Trecho fornecido:
◆ ◆ ◆ ◆

No entanto, embora Tsevat tenha observado vários ginecologistas e obstetras colocando DIUs durante sua residência, ela afirma que um dos únicos instrutores que aplicava lidocaína regularmente era especialista em planejamento familiar complexo. Wells não sabia que Colleen Krajewski era certificada em aborto e contracepção quando agendou seu DIU. Mas agora ela recomenda a ginecologista para suas amigas, pois considerou Krajewski a médica "mais empática" que já conheceu.
No início da consulta para o DIU, Wells lembra que Krajewski explicou todo o processo em detalhes e enfatizou que ela poderia interromper o procedimento a qualquer momento. Krajewski afirma que essa é sua prática para todos os procedimentos, incluindo abortos, pois deseja que as pacientes entendam completamente os riscos e benefícios e se sintam no controle de seus cuidados de saúde.
Além disso, após cada inserção de DIU, Krajewski oferece às pacientes uma xícara de chá — uma rotina adquirida enquanto trabalhava na Planned Parenthood e clínicas similares. "Toda sala de recuperação de aborto em que já estive tem um chá ótimo", disse-me Krajewski, acrescentando que geralmente são os funcionários que pagam por esses refrescos, já que as clínicas costumam operar com orçamentos apertados.
Como a aplicação de lidocaína leva mais tempo, Krajweski diz que alguns ginecologistas a desprezam por usá-la em DIUs e biópsias endometriais. Isso era ainda mais evidente há 10 anos, quando as evidências da eficácia do medicamento eram menos abrangentes. Mas Krajweski diz que as respostas de suas pacientes comprovam que o medicamento funciona, e ela prefere levar um pouco mais de tempo se isso reduzir o risco de alguém sair do consultório se sentindo violado e traumatizado.

◆ ◆ ◆ ◆

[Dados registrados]
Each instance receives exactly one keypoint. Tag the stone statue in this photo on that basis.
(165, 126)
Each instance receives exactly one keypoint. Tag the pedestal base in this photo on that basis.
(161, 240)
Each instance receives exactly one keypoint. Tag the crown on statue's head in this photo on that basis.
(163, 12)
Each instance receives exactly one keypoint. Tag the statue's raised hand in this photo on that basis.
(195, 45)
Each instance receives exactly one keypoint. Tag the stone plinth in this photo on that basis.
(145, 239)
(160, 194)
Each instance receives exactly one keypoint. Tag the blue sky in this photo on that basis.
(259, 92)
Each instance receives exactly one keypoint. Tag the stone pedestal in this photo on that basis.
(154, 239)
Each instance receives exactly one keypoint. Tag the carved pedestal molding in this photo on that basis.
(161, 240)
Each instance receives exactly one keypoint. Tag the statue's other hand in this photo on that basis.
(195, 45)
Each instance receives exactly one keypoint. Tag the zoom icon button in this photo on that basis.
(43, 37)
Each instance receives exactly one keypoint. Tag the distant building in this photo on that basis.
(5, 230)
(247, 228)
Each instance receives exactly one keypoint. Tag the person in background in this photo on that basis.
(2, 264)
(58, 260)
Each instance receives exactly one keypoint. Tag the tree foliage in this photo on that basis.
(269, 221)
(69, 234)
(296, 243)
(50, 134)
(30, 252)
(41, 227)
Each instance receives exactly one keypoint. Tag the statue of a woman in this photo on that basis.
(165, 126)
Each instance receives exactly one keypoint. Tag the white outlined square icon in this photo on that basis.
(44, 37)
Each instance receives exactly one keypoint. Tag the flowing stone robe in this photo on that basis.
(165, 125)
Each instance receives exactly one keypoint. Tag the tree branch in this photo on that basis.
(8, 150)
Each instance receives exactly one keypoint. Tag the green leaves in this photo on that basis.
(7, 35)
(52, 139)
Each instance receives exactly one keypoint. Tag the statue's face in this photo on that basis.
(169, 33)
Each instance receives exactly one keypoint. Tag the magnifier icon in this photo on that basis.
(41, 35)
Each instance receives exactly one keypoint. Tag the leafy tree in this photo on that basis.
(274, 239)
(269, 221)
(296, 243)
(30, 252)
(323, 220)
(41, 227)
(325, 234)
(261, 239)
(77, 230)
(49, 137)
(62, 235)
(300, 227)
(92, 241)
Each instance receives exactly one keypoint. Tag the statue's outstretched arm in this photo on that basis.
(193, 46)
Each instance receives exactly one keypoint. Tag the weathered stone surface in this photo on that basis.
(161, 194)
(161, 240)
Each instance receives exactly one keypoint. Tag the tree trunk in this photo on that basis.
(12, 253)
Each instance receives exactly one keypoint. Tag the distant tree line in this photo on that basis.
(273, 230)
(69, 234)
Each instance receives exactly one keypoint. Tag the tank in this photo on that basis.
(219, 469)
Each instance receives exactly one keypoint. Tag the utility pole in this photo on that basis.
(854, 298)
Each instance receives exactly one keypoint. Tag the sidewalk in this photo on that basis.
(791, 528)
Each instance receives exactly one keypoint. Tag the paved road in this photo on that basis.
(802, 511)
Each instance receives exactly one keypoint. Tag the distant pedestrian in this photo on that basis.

◆ ◆ ◆ ◆

Partes do exercício:
#1 Transcreva literalmente a parte do texto sobre a inserção de DIU que começa em "No entanto, embora" e termina em "cuidados de saúde.".
#2 No texto sobre a inserção de DIU, o que Krajewski oferece às pacientes depois de cada inserção?

Respostas por item:
#1
No entanto, embora Tsevat tenha observado vários ginecologistas e obstetras colocando DIUs durante sua residência, ela afirma que um dos únicos instrutores que aplicava lidocaína regularmente era especialista em planejamento familiar complexo. Wells não sabia que Colleen Krajewski era certificada em aborto e contracepção quando agendou seu DIU. Mas agora ela recomenda a ginecologista para suas amigas, pois considerou Krajewski a médica "mais empática" que já conheceu.
No início da consulta para o DIU, Wells lembra que Krajewski explicou todo o processo em detalhes e enfatizou que ela poderia interromper o procedimento a qualquer momento. Krajewski afirma que essa é sua prática para todos os procedimentos, incluindo abortos, pois deseja que as pacientes entendam completamente os riscos e benefícios e se sintam no controle de seus cuidados de saúde.

#2 Uma xícara de chá.